Blogger Lady Bonds said...

Hi Folks;
Sorry for not responding sooner; your comments are terrific. I must to bed, but have all of these ideas turning and gyrating in my head, preparing to respond properly tomorrow...

(Same goes for your site, Fool: haven't been ignoring you, just swamped and unable to do it justice...)

Keep 'em comin'...


11:33 ip.  
Blogger BurdockBoy said...

G'day LB

I tried to post last night, but the word verification was absent. Oh well.

I believe the Net has made our existance closer to what it really is in the ethereal realm. We are now physically, through communication, closer to the individuals we choose to be closer with. But in a sense, we always have been.

7:09 ip.  
Blogger The Fool said...

H'lo Lady Bonds: I will take up a's notation first - "talking to the masses is, in some ways, closer to mumbling to oneself."

Hmmm. may "i" suggest - talking to the masses is, in some ways, closer to mumbling to one Self?

When "i" think about some of the political voices that have gained a solidarity through such "mumblings to Self" (i.e., RAWA, aboriginal rights in Australia, the raising of awareness towrds global climate issues...etc), "i" simply prefer the second wording because it seems so much more empowering. Or do you, a, feel that such potential is immediately reabsorbed, controlled by the system? No points for flow to escape, to deterritorialize, to break, to create?


5:16 ap.  
Blogger Lady Bonds said...

Hello folks!

I'm back after a few hectic days.

Toby; Thank you Toby, you have thoroughly brightened my weekend. I am now simultaneously on Blogger and the GD Internet Archive, forcing the Other in my apartment to undergo a proper musical education. :)

Carla; You ask a good question: what is the invisible hand that controls the Internet? I think it *is* another vehicle for commerce, but I don't think it is *just* that. It is also, as you point out, a vehicle for the transmission of ideas and the locus of fruitful interaction.

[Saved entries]
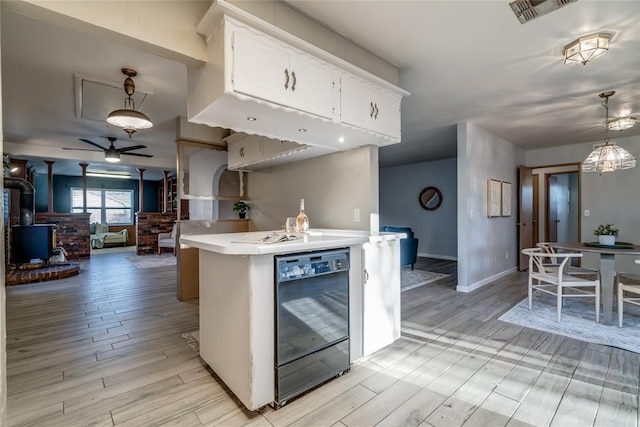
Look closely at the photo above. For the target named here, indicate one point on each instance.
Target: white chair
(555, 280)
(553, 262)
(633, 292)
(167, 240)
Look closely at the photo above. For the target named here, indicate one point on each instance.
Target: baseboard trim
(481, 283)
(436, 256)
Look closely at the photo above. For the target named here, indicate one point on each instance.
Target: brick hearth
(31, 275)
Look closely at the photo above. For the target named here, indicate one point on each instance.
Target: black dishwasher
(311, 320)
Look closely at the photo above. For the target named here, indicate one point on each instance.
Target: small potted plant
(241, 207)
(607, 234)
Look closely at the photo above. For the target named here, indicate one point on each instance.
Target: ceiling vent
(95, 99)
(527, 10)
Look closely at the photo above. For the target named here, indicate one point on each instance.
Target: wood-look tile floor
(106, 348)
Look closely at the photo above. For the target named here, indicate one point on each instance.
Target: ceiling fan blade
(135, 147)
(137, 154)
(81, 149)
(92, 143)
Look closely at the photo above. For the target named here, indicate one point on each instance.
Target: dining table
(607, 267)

---

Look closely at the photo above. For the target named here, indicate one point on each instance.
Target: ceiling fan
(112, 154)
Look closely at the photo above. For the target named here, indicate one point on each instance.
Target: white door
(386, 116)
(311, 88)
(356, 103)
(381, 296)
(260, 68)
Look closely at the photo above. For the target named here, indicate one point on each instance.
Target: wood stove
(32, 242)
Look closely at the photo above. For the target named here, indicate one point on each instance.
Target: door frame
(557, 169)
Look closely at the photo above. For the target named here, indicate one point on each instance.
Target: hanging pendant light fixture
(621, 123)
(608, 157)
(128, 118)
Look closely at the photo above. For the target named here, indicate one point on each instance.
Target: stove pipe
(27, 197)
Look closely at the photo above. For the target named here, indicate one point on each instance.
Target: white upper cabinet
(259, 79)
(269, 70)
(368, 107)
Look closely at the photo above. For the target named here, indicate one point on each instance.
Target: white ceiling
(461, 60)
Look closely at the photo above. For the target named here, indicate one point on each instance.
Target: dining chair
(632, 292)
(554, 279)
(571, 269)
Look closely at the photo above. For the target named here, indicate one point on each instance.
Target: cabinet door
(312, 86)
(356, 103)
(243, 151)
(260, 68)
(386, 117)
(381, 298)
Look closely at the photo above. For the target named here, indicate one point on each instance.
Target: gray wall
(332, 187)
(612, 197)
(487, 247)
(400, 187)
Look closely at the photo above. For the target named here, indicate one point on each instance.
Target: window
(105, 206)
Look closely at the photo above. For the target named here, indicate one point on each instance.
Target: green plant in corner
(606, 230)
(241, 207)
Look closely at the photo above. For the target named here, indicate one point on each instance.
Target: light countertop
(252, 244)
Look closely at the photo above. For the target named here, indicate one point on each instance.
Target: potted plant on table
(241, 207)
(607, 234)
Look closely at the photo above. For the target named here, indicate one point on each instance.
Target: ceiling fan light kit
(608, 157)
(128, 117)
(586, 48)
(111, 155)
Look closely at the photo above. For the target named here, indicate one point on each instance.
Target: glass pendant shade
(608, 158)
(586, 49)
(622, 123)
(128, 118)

Activity 1
Reproduce the blog comment thread from "(Same goes for" to "absent. Oh well.".
Activity 2
Go on with the blog comment thread, picking up right after its last sentence.

Output 1
(Same goes for your site, Fool: haven't been ignoring you, just swamped and unable to do it justice...)

Keep 'em comin'...


11:33 ip.  
Blogger BurdockBoy said...

G'day LB

I tried to post last night, but the word verification was absent. Oh well.

Output 2
The idea of the invisible hand is more of a model that I suspect the structure internet follows. I don't mean it to be a value judgment. But I *do* think that any place without an *official* authority will develop an official authority. That's what I call an invisible hand. (This is the principle behind the free market, and it obviously has both good and bad effects). But I am curious about what the possible negative (and positive!) effects of the Internet's authority structure might be...

Fool; As to your GD tape hunt: you read my mind, but there's no need :) Especially as Toby has just turned me on to the GD Internet Archive...but Cheers! Have your boys ever gotten into them?

The idea of the liminal--that is, the threshold--has always been a favorite of mine. Borders and liminal spaces are where everything comes to pass--wars, ideas, etc. But what fascinates me (having pacifist/Quakerish tendencies) is just how violent creation and creative endeavors can be...

*The question, for me, is not so much "what damage can it do," but "what damage can it heal."

--> You look at things in a positive light. This is a good thing. But I do think it's worth trying to understand the structures and logic beneath the monster. It's a question of understanding, not necessarily of bestowing a value judgment on the Internet (since we are not yet in a position to judge). If not, we might find ourselves in a quagmire in a few years...

I will check out "Serial Experiment: Lain" on YouTube very soon, and I will be back in the Dark even sooner...

a; Hello my love, thank you for stopping in.

Would we have a face-to-face conversation with every member of the human race? I think that depends how many drinks I've had...

And then there's emailing love poetry to those we may or may not know, in a fit of entirely imagined passion...Ah, email, you modern Hermes, how you have made your indelable mark upon our lives...!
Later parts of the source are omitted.